[Stored data]
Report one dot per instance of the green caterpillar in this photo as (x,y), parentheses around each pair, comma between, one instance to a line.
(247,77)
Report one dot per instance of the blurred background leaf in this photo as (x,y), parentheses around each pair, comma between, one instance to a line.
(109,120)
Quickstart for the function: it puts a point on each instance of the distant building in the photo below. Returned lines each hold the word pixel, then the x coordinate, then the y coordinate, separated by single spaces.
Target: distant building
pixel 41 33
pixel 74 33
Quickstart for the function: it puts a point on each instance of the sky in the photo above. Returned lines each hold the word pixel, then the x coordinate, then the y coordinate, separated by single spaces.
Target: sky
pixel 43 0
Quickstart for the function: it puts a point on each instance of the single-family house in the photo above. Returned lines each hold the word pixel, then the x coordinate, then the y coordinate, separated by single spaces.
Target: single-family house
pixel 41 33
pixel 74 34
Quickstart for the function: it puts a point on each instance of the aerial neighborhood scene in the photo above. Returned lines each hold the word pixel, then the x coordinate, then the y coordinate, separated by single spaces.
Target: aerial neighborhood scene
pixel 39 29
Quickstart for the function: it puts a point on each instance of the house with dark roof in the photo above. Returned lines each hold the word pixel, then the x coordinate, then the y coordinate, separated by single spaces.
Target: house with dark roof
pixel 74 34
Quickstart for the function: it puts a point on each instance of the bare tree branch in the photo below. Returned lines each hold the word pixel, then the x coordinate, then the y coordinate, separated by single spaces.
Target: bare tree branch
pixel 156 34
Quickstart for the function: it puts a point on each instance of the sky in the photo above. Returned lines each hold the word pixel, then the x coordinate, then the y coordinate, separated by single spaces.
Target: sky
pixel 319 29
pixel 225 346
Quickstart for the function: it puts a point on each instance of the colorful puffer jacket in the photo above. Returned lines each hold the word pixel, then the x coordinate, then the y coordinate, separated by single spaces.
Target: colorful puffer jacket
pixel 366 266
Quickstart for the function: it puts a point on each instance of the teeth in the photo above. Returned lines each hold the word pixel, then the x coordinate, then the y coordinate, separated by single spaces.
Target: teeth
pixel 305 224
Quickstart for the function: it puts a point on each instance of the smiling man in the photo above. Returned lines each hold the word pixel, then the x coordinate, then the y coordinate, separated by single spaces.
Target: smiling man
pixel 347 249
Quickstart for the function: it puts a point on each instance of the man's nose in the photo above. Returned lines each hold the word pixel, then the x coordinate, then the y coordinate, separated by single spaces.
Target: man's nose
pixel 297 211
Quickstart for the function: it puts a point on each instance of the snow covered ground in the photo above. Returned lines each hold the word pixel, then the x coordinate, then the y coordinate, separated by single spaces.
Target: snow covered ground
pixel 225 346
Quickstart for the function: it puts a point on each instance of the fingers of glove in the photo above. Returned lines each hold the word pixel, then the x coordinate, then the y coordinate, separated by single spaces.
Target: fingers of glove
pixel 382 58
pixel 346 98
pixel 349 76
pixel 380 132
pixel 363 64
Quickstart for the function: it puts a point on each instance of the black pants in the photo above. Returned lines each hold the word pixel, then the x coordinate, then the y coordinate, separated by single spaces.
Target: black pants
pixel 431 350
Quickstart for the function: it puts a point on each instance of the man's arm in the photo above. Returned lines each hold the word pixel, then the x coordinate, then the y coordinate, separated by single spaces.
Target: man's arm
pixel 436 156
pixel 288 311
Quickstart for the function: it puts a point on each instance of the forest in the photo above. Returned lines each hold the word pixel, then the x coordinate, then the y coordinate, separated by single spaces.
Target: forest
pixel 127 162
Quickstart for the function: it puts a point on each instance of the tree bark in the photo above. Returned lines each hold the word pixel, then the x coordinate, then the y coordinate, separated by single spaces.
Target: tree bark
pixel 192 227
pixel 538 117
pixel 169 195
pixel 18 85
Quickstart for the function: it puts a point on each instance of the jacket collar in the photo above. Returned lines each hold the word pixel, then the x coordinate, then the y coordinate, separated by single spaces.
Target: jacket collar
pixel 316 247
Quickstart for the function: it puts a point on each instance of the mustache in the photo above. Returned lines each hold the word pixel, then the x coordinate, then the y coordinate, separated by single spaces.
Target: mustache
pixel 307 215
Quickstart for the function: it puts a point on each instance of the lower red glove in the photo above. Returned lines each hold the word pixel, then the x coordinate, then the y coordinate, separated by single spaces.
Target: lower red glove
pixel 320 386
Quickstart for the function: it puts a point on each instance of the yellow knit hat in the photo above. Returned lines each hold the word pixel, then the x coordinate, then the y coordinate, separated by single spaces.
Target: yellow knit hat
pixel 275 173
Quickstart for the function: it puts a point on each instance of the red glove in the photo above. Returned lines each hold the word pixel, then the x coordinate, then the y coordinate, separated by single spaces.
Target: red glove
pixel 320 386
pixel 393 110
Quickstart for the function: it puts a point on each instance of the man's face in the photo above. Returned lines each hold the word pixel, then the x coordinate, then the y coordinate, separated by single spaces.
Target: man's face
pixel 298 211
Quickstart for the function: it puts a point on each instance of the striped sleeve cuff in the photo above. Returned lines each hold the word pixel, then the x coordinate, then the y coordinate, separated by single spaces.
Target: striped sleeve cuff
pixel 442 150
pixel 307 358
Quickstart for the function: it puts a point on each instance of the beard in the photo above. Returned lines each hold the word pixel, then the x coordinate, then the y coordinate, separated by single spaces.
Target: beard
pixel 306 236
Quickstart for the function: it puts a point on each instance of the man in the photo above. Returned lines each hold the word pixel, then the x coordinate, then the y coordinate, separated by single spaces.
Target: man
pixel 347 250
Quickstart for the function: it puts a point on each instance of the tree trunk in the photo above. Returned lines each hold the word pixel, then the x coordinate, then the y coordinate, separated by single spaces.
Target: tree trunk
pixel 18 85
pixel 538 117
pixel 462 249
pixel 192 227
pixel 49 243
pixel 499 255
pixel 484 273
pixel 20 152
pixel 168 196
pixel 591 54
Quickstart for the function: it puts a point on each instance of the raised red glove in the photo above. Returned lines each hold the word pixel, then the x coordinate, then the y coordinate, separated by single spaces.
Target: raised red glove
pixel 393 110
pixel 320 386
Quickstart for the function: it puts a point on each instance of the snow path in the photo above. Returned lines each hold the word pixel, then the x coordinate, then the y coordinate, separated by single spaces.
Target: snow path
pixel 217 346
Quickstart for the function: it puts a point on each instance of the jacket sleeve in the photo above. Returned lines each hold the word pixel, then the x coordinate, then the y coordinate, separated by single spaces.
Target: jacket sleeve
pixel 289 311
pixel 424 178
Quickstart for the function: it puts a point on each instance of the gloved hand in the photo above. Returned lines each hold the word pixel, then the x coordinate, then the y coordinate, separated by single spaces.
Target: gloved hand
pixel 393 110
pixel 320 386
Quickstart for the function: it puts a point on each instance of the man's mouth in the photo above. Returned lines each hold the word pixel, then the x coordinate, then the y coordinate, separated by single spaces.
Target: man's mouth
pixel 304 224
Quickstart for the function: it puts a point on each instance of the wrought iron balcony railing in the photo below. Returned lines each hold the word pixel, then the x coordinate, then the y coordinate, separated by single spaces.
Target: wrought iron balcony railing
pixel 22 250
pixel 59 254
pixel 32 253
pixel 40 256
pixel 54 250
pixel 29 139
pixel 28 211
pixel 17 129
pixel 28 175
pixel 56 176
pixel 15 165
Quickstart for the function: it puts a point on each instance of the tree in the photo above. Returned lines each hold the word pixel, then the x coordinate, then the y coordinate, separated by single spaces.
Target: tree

[What to produce] Without altering a single word, set down all the entries again.

[Result]
Report one dot per instance of the green caterpillar in this photo as (x,y), parentheses around each pair, comma between, one instance to a line.
(247,77)
Report one dot per instance of the blurred background leaf in this photo as (x,y), parentheses around each pair, comma between, one instance to a line.
(109,120)
Quickstart for the function: it puts a point on each instance of the distant building in the photo below. Returned lines each hold the word pixel, then the x coordinate, then the y coordinate, separated by single spaces.
Target: distant building
pixel 41 33
pixel 74 33
Quickstart for the function: it puts a point on each instance of the sky in the photo above. Returned lines each hold the word pixel, then the x coordinate, then the y coordinate, separated by single spaces.
Target: sky
pixel 43 0
Quickstart for the function: it puts a point on each instance of the single-family house in the photo above. Returned lines each hold the word pixel, then the x coordinate, then the y coordinate, separated by single spaces.
Target: single-family house
pixel 41 33
pixel 74 34
Quickstart for the function: it puts a point on each instance of the aerial neighborhood scene in the photo above. Returned lines each hold the word pixel, then the x coordinate, then the y coordinate, separated by single spaces.
Target: aerial neighborhood scene
pixel 39 29
Quickstart for the function: it puts a point on each instance of the house with dark roof in the photo above. Returned lines each hold the word pixel, then the x coordinate, then the y coordinate, separated by single spaces.
Target: house with dark roof
pixel 74 34
Quickstart for the function: it puts a point on each instance of the bare tree branch in the photo below. Returned lines each hold the word pixel, then the x coordinate, then the y coordinate, separated by single spaces.
Target: bare tree branch
pixel 156 34
Quickstart for the function: it puts a point on each instance of the sky in the photo above. Returned lines each hold the word pixel, then the x coordinate, then the y coordinate, separated by single spaces.
Target: sky
pixel 319 29
pixel 225 346
Quickstart for the function: it puts a point on each instance of the colorful puffer jacket in the photo above. Returned lines each hold the word pixel, then the x coordinate, then the y coordinate, separated by single spaces.
Target: colorful puffer jacket
pixel 366 266
Quickstart for the function: it puts a point on each instance of the teeth in the photo above. Returned lines each hold the word pixel, then the x coordinate, then the y coordinate, separated by single spaces.
Target: teeth
pixel 305 224
Quickstart for the function: it puts a point on each instance of the smiling man in the photo above. Returned lines each hold the word pixel, then the x coordinate, then the y coordinate, separated by single spaces.
Target: smiling man
pixel 347 249
Quickstart for the function: it puts a point on each instance of the man's nose in the photo above. Returned lines each hold the word pixel, then the x coordinate, then the y coordinate, separated by single spaces.
Target: man's nose
pixel 297 211
Quickstart for the function: it puts a point on each instance of the snow covered ground in the photo above. Returned lines each hold the word pixel, then the x coordinate, then the y coordinate, separated by single spaces.
Target: snow covered ground
pixel 225 346
Quickstart for the function: it puts a point on each instance of the fingers of glove in the photo above. Returned lines each hold the word pixel, then the x coordinate, then the y coordinate, separated by single spaces.
Target: fingers of glove
pixel 382 58
pixel 346 98
pixel 349 76
pixel 380 132
pixel 363 64
Quickstart for the function: it puts a point on each instance of the black pants in the photo above. Returned lines each hold the word pixel, then the x coordinate, then the y coordinate, separated by single spaces.
Target: black pants
pixel 431 350
Quickstart for the function: it puts a point on each instance of the man's arm in the photo above. Returned lines each hold the word pixel, then the x coordinate, then the y coordinate, separated by single spaces.
Target: man's arm
pixel 436 156
pixel 288 311
Quickstart for the function: it puts a point on each instance of the forest in the photo above. Returned lines each hold the word pixel, then the x coordinate, then the y coordinate, separated by single spaces.
Target: forest
pixel 127 162
Quickstart for the function: it puts a point on each instance of the tree bark in the photo above. Returned lines each hold the word pixel, then the x coordinate, then the y coordinate, separated by single spaces.
Target: tree bark
pixel 192 227
pixel 538 117
pixel 169 195
pixel 18 85
Quickstart for the function: it puts a point on each instance of the jacket collar in the photo above. Returned lines each hold the word pixel, then the x coordinate, then the y coordinate, separated by single spaces.
Target: jacket collar
pixel 316 247
Quickstart for the function: it puts a point on each instance of the mustache in the photo above. Returned lines each hold the word pixel, then the x coordinate, then the y coordinate, separated by single spaces.
Target: mustache
pixel 307 215
Quickstart for the function: it puts a point on each instance of the lower red glove in the photo above. Returned lines each hold the word pixel, then the x coordinate, then the y coordinate, separated by single spaces.
Target: lower red glove
pixel 320 386
Quickstart for the function: it puts a point on each instance of the yellow knit hat in the photo above. Returned lines each hold the word pixel, then the x coordinate, then the y coordinate, separated by single spaces.
Target: yellow knit hat
pixel 275 173
Quickstart for the function: it puts a point on each instance of the red glove in the photo above. Returned lines each hold the word pixel, then the x coordinate, then the y coordinate, separated by single spaces.
Target: red glove
pixel 320 386
pixel 393 110
Quickstart for the function: it puts a point on each instance of the man's face in the photo above. Returned lines each hold the word pixel, then the x coordinate, then the y coordinate, separated by single spaces.
Target: man's face
pixel 298 211
Quickstart for the function: it puts a point on each instance of the striped sleeve cuff in the photo above. Returned lines each hold the word pixel, then the x coordinate, then the y coordinate, separated by single spaces.
Target: striped sleeve cuff
pixel 442 150
pixel 307 358
Quickstart for the function: it puts a point on each instance of the beard in the photo above. Returned lines each hold the word pixel, then the x coordinate, then the y coordinate, separated by single spaces.
Target: beard
pixel 306 236
Quickstart for the function: it puts a point on each instance of the man in the photo above. Returned lines each hold the word pixel, then the x coordinate, then the y coordinate, separated by single spaces.
Target: man
pixel 347 250
Quickstart for the function: it puts a point on each instance of the tree trunk in the photo above. Returned lines each hold the word pixel, then the x coordinate, then the y coordinate, separated by single spaces.
Target: tree trunk
pixel 18 85
pixel 538 117
pixel 462 249
pixel 192 227
pixel 49 243
pixel 499 255
pixel 484 273
pixel 20 152
pixel 168 196
pixel 591 54
Quickstart for the function: it puts a point on each instance of the raised red glove in the photo above. Returned lines each hold the word pixel, then the x coordinate, then the y coordinate, separated by single spaces.
Target: raised red glove
pixel 393 110
pixel 320 386
Quickstart for the function: it puts a point on each instance of the snow path in the photo above. Returned lines each hold the word pixel, then the x coordinate, then the y coordinate, separated by single spaces.
Target: snow path
pixel 217 346
Quickstart for the function: it puts a point on each instance of the jacket sleeve in the photo above. Returned lines each hold the word pixel, then the x coordinate, then the y coordinate, separated by single spaces.
Target: jacket sleeve
pixel 289 311
pixel 424 178
Quickstart for the function: it puts a point on each instance of the gloved hand in the photo above. Returned lines each hold the word pixel, then the x coordinate, then the y coordinate, separated by single spaces.
Target: gloved hand
pixel 393 110
pixel 320 386
Quickstart for the function: it puts a point on each instance of the man's mouth in the photo above. Returned lines each hold the word pixel, then the x coordinate, then the y coordinate, separated by single spaces.
Target: man's mouth
pixel 304 224
Quickstart for the function: it puts a point on each instance of the wrought iron balcony railing in the photo below. Returned lines each hold the word pixel, then the x coordinate, then the y coordinate, separated by single spaces.
Target: wrought iron balcony railing
pixel 22 250
pixel 59 254
pixel 32 253
pixel 40 256
pixel 54 250
pixel 29 139
pixel 28 211
pixel 17 129
pixel 28 175
pixel 56 176
pixel 15 165
Quickstart for the function: it puts a point on each instance of the tree in the photo above. Returned lines each hold the word pixel, then the x coordinate, then the y coordinate, separated by single spaces.
Target: tree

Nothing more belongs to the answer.